Challenge:
Reproduce every line of the rows from the line containing "For the audit, pick out each instance of the stone bridge" through the end of the rows, requests included, and shift each coordinate in the answers up by 21.

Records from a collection
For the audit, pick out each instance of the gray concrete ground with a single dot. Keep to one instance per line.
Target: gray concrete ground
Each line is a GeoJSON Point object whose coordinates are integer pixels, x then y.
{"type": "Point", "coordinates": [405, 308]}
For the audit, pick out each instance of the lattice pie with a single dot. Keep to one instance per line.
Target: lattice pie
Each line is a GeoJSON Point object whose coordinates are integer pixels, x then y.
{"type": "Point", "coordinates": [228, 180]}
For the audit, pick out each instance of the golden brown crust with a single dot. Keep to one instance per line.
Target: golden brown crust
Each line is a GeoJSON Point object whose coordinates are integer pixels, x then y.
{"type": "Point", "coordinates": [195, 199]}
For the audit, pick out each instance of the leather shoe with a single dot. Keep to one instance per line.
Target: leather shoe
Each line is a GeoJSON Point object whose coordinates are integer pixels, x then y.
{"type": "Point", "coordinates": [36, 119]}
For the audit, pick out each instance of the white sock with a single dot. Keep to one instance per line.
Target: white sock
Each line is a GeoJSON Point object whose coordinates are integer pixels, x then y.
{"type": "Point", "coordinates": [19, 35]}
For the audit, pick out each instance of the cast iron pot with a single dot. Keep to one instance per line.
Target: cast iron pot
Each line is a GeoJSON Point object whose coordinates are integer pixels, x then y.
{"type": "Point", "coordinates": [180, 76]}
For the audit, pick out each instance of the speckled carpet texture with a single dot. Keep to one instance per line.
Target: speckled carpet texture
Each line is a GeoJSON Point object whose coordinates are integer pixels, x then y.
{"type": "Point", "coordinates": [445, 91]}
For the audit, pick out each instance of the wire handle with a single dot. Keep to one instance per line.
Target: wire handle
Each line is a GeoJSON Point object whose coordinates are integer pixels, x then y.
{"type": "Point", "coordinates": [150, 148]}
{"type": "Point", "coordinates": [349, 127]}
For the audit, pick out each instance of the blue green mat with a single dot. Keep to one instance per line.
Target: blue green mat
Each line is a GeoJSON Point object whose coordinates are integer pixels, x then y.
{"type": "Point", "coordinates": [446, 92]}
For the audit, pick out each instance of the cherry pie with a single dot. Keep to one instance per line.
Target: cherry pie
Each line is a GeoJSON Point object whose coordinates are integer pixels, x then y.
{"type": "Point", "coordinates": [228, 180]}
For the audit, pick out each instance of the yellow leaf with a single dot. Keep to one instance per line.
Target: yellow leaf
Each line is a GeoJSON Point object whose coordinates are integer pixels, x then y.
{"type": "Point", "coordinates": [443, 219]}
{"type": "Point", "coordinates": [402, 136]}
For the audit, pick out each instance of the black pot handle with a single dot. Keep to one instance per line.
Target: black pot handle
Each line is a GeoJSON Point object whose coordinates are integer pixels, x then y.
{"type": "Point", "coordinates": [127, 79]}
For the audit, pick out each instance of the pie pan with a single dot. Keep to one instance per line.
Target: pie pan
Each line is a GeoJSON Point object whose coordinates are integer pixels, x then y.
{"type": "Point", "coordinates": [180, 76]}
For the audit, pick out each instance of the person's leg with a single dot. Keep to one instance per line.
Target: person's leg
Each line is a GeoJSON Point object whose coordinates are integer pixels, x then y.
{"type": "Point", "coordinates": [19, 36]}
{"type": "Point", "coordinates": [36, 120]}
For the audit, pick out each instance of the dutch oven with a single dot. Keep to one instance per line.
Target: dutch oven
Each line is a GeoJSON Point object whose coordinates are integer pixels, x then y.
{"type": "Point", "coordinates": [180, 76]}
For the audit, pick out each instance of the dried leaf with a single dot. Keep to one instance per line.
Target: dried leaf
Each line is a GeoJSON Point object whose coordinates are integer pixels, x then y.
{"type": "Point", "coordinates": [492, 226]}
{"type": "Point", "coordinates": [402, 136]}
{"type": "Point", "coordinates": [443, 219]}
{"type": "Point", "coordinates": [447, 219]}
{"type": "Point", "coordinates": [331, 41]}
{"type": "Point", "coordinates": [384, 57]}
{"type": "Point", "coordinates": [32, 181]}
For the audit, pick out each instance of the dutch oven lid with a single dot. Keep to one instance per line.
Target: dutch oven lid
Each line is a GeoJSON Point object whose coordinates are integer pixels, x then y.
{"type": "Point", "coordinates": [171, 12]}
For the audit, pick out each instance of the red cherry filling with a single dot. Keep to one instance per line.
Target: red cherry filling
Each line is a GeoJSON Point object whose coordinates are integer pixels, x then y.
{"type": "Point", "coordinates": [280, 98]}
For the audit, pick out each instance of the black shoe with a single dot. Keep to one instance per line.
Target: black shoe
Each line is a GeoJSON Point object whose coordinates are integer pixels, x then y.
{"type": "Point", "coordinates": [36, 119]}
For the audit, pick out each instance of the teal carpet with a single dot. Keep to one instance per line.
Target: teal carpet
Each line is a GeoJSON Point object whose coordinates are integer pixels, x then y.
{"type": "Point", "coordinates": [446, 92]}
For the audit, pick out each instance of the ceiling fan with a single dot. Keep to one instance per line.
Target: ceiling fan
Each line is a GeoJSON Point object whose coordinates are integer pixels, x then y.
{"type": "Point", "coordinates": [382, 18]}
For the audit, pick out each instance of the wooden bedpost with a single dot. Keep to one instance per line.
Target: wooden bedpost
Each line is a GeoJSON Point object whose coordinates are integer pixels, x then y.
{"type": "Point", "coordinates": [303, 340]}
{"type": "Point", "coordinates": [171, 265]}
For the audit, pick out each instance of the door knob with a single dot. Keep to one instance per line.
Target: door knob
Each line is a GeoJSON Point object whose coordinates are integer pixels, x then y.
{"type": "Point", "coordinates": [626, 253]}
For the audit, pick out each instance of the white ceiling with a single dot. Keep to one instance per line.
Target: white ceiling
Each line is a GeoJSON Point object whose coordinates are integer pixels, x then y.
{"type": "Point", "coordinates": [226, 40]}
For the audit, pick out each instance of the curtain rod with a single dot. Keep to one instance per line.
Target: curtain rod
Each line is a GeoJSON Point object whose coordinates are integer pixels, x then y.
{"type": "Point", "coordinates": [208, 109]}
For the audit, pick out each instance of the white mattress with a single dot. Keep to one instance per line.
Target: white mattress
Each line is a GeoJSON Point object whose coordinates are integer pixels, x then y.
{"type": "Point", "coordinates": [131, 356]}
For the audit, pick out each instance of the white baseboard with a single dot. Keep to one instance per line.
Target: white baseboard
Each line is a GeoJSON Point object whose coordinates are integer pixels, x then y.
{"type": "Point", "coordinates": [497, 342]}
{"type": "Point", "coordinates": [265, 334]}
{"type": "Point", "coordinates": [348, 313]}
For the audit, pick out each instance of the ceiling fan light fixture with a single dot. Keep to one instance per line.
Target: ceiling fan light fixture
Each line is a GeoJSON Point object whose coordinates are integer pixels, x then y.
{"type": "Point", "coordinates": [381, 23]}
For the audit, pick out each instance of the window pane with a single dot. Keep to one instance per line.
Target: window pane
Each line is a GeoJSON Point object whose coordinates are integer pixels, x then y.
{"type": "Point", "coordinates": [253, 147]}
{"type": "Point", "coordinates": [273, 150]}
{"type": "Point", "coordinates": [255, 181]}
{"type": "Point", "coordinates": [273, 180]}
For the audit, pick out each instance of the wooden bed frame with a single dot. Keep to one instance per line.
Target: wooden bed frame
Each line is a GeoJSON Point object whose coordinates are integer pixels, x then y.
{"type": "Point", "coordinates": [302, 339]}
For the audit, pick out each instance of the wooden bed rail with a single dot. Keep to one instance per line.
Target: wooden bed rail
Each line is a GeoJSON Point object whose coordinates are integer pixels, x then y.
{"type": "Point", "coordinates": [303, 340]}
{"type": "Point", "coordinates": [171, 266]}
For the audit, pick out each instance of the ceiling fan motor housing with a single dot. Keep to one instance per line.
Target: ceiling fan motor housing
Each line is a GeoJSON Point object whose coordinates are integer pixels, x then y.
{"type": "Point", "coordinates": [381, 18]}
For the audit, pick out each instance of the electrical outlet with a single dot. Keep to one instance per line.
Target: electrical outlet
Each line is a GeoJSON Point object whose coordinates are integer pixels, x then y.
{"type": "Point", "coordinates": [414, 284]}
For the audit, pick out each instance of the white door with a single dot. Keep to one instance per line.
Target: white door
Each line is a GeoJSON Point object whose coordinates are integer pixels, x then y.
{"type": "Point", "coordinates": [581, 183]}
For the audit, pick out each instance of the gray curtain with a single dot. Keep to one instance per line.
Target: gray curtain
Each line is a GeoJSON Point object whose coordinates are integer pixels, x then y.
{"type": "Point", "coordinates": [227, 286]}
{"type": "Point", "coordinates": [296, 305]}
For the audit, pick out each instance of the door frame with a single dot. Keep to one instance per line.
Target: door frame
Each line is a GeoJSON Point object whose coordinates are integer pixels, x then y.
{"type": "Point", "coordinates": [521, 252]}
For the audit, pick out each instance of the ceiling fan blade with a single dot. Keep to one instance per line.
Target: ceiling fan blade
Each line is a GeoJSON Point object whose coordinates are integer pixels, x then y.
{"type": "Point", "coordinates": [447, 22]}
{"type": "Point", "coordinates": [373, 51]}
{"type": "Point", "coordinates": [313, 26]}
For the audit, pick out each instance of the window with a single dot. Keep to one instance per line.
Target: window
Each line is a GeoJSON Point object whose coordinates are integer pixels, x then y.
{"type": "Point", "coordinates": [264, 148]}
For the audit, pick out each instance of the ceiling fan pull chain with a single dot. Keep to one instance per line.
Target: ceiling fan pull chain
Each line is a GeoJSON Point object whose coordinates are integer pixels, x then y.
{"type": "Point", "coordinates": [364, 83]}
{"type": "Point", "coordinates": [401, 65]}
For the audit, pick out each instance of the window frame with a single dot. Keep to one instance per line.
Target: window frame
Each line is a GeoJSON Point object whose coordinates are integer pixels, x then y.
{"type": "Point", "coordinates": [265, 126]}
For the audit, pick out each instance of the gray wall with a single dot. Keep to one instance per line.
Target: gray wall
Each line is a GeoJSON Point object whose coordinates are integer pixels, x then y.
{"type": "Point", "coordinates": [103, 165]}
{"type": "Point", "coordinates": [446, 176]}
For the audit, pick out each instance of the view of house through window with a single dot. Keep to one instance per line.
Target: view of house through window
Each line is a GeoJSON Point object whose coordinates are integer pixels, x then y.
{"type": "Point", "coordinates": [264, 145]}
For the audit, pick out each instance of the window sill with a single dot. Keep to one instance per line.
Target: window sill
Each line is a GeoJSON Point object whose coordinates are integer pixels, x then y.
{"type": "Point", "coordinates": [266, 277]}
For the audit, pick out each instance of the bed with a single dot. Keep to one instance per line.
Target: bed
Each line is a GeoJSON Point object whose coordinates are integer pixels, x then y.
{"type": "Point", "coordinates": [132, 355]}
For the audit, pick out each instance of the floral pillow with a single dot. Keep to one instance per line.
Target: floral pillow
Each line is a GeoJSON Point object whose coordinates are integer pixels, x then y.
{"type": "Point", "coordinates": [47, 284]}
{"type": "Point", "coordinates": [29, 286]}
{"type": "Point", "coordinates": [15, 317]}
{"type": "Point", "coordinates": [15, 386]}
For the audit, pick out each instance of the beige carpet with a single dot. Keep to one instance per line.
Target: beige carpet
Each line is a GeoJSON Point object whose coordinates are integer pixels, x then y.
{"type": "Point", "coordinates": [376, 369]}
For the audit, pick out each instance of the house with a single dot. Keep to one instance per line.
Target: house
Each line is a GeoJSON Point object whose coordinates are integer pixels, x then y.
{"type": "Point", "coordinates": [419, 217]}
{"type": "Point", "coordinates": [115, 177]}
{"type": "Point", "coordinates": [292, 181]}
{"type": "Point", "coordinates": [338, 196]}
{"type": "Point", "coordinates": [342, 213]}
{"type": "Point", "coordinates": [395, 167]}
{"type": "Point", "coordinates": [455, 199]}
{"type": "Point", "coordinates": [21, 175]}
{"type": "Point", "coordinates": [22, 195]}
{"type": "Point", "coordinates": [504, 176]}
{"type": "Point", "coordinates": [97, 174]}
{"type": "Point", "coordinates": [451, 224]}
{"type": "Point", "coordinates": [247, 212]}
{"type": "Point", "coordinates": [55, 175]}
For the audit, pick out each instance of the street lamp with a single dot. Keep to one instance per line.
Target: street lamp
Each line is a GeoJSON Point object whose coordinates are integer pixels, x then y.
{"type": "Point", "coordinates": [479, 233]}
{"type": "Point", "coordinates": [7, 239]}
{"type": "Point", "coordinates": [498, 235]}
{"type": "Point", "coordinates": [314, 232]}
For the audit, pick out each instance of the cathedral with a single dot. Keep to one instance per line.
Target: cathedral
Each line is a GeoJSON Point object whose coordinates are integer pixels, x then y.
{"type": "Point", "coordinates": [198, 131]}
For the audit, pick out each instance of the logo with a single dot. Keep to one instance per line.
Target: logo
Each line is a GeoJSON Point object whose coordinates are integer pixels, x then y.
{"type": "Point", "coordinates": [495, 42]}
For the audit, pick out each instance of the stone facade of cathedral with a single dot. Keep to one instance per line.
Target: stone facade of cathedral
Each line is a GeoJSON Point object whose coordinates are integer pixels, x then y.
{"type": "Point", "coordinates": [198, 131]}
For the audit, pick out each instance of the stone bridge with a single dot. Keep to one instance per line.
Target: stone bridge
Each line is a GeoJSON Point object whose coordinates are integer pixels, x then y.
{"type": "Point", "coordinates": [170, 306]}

Written response:
For the audit, pick out each instance of the stone bridge with a single dot. Keep to one instance per line.
Target: stone bridge
Each line is a GeoJSON Point object whose coordinates are integer pixels, x then y.
{"type": "Point", "coordinates": [191, 327]}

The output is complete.